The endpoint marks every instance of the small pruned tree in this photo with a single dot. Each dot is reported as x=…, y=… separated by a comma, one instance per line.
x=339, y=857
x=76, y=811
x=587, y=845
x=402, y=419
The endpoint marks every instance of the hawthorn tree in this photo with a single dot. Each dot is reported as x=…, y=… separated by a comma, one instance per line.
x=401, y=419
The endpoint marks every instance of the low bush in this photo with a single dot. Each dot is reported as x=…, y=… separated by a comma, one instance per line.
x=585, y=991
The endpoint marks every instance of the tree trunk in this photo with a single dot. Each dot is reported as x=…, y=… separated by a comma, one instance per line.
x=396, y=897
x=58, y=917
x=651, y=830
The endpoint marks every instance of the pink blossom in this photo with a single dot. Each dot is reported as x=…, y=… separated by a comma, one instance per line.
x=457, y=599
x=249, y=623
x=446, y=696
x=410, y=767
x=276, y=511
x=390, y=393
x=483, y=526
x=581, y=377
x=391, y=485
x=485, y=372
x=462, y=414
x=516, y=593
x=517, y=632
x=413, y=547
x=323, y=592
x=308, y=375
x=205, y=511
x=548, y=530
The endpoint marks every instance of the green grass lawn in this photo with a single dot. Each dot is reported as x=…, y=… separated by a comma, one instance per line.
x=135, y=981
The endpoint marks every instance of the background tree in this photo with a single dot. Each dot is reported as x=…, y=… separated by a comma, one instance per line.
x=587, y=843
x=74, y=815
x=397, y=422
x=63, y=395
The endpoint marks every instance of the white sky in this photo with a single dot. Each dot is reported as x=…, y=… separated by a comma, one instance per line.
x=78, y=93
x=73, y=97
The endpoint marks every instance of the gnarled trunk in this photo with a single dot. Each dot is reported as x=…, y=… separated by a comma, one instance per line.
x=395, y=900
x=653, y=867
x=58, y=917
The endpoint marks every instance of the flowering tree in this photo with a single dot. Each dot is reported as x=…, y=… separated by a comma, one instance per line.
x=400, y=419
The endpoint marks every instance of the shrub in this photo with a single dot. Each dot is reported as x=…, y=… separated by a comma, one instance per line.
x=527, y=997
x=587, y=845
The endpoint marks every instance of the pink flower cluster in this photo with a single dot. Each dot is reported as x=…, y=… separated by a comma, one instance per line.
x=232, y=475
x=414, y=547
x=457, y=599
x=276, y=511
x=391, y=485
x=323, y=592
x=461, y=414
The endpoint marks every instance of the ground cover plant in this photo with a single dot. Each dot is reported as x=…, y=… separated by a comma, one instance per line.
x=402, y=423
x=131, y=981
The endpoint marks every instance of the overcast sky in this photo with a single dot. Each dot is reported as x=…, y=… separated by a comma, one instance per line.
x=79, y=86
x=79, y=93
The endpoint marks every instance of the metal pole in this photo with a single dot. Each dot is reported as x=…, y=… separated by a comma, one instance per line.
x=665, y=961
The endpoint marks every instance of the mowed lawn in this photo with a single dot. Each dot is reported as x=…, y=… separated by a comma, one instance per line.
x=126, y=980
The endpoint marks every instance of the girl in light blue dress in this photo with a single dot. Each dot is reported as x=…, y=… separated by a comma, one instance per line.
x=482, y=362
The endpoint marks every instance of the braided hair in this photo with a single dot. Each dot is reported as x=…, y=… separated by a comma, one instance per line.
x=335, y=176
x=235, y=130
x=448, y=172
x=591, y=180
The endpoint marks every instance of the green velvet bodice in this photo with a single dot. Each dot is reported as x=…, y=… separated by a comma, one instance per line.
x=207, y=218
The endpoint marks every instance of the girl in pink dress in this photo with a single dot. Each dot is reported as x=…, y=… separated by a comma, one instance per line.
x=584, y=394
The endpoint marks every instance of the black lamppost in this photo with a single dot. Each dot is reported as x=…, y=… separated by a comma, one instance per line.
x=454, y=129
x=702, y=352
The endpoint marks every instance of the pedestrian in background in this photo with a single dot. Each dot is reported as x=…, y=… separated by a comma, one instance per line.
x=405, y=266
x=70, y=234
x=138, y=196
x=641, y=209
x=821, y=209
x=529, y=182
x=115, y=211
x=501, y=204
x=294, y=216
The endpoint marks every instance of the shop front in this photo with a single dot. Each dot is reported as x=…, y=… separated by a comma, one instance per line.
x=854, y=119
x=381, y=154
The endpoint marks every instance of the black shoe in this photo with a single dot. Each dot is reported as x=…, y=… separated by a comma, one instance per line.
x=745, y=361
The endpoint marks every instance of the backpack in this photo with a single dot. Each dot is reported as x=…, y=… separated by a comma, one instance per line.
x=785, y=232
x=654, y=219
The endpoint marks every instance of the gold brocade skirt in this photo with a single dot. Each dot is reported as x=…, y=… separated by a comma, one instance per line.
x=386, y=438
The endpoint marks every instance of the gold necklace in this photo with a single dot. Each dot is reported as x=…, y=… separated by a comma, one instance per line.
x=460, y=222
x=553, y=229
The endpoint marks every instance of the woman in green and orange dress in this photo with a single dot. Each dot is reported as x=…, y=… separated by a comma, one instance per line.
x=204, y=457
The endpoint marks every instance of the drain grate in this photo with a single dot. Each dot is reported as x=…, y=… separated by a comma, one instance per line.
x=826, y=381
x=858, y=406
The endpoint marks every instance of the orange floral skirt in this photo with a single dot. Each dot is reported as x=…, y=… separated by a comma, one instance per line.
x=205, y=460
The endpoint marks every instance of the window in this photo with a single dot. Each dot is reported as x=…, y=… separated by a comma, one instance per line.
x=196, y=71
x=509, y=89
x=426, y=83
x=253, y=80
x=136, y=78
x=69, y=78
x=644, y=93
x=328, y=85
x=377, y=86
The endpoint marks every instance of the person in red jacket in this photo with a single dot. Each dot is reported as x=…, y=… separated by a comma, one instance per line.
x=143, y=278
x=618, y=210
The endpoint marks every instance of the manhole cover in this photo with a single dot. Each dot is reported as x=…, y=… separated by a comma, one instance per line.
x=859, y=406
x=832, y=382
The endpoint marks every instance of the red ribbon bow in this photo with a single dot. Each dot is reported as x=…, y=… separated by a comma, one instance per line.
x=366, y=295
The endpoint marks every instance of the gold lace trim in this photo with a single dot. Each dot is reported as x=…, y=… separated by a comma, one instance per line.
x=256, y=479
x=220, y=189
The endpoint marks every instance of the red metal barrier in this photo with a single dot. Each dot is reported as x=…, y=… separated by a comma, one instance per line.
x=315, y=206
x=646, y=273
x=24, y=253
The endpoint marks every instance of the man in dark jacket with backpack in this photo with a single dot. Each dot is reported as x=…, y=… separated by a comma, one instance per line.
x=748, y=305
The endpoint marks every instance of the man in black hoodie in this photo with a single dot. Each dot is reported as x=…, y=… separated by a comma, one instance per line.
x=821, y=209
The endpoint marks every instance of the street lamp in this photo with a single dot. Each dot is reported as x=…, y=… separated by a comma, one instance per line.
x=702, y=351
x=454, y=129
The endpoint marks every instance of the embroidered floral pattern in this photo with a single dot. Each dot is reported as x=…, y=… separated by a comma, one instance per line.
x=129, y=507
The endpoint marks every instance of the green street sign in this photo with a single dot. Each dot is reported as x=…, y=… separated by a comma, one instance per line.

WORK INSTRUCTIONS: Update the stretch from the line containing "The endpoint marks every instance of the metal" through the line containing "x=665, y=961" by replacing "metal pole" with "steel post", leaving all else unchanged.

CORRECT RESULT:
The endpoint marks every instance of the steel post in this photo with a single dot. Each dot is reported as x=…, y=… separated by a comma, one instance per line.
x=665, y=961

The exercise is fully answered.